▸ 任务要求
这篇双链表求和题解在读入第一个链表时，为什么要先判断 head1 == NULL？用一到三句话说明，并讲清两种情况各做了什么。

:: 所给文本

题解 | #牛牛的双链表求和#

#include <stdio.h>

typedef struct Node {
    int data;
    struct node* next;
} node;
node* cai(int v) {
    node* kk = (node*)malloc(sizeof(node));
    kk->data = v;
    kk->next = NULL;
    return kk;
}
int main() {
    int n;
    scanf("%d", &n);
    node* head1 = NULL;
    node* tail1 = NULL;
    node* head2 = NULL;
    node* tail2 = NULL;
    for (int i = 0; i < n; i++) {
        int o;
        scanf("%d", &o);
        node* kk = cai(o);
        if (head1 == NULL) {
            head1 = kk;
            tail1 = kk;
        } else {
            tail1->next = kk;
            tail1 = kk;
        }
    }
    for (int i = 0; i < n; i++) {
        int o;
        scanf("%d", &o);
        node* kk = cai(o);
        if (head2 == NULL) {
            head2 = kk;
            tail2 = kk;
        } else {
            tail2->next = kk;
            tail2 = kk;
        }
    }
    node* p=head1;
    node* p1=head2;
   
        while(p1!=NULL){
            p1->data=p1->data+p->data;
            p=p->next;
            p1=p1->next;
        }

    p1=head2;
    while(p1!=NULL){
        printf("%d ",p1->data);
        p1=p1->next;
    }


}

::::
:: 原始摘录

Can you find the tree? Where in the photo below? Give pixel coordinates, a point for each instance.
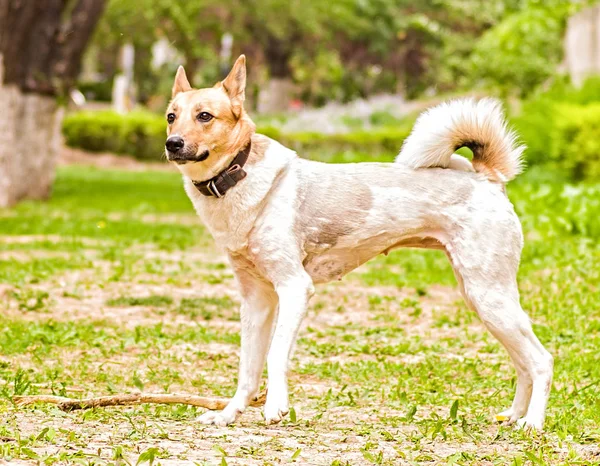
(41, 45)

::::

▸ 完成结果
链表一开始是空的，head1 为 NULL 就说明新建的 kk 是第一个节点，所以让 head1 和 tail1 都指向它。之后 head1 已经不为空，新节点就通过 tail1->next = kk 接在尾部，再把 tail1 移到 kk。这样节点会按读入的顺序排在链表里。